• Written task: Can you write out every one of the lines below word for word, changing nothing?

(Items from a dataset)
──────────

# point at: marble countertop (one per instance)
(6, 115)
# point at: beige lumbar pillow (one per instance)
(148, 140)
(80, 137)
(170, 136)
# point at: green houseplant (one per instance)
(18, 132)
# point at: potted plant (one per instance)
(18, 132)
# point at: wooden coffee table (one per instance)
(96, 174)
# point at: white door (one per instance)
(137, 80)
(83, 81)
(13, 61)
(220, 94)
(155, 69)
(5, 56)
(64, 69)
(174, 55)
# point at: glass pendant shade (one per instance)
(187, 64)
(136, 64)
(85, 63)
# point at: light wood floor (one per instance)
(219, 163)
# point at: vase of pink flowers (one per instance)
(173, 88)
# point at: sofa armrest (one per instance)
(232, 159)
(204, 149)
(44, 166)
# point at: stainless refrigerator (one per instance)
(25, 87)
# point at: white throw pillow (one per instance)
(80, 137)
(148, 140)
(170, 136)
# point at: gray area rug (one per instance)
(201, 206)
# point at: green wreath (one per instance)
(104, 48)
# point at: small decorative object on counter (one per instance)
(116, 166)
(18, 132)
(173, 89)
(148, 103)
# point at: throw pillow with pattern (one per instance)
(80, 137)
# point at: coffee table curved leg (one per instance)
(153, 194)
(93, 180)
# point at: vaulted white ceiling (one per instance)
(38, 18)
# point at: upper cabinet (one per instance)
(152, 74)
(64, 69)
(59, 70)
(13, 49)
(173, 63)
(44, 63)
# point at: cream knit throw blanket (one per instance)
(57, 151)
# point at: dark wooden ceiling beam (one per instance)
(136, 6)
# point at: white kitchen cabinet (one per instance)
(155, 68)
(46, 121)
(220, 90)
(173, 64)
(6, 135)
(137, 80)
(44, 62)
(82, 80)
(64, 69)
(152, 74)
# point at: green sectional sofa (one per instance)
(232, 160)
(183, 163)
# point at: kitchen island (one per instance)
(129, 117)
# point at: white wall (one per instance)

──────────

• Solution to the exercise:
# point at: marble countertop (one per instance)
(6, 115)
# point at: beige lumbar pillow (one per instance)
(148, 140)
(80, 137)
(170, 136)
# point at: green houseplant (one per instance)
(18, 132)
# point at: potted plant (one per instance)
(18, 132)
# point at: wooden coffee table (one per instance)
(96, 174)
# point at: white door (one per instance)
(137, 80)
(83, 81)
(13, 61)
(220, 94)
(155, 69)
(5, 56)
(64, 69)
(174, 55)
# point at: glass pendant shade (one per instance)
(187, 64)
(136, 64)
(85, 63)
# point at: light wood floor (one per instance)
(219, 163)
# point at: vase of pink flowers (one per instance)
(173, 88)
# point at: sofa armrest (one per instance)
(232, 159)
(204, 149)
(44, 166)
# point at: stainless refrigerator (one per instance)
(25, 87)
# point at: white throw pillow (one per instance)
(80, 137)
(148, 140)
(170, 136)
# point at: gray area rug (one per instance)
(201, 206)
# point at: green wreath (one per instance)
(104, 48)
# point at: small decorative object on counter (one per instance)
(116, 166)
(18, 132)
(173, 89)
(148, 103)
# point at: throw pillow with pattern (one per instance)
(80, 137)
# point at: coffee table curved leg (one per instance)
(153, 194)
(93, 180)
# point at: vaulted white ceiling (one per instance)
(38, 18)
# point at: upper cabinet (one per instance)
(152, 74)
(64, 69)
(59, 70)
(13, 49)
(173, 63)
(44, 63)
# point at: cream knit throw blanket (one per instance)
(57, 151)
# point at: dark wooden ceiling beam (one per instance)
(136, 6)
# point at: white kitchen cabinet (one per instance)
(155, 68)
(46, 121)
(220, 90)
(173, 64)
(6, 135)
(137, 80)
(44, 62)
(82, 80)
(64, 69)
(152, 74)
# point at: green sectional sofa (one per instance)
(232, 160)
(183, 163)
# point at: kitchen island (one per instance)
(129, 117)
# point at: white wall (one per instance)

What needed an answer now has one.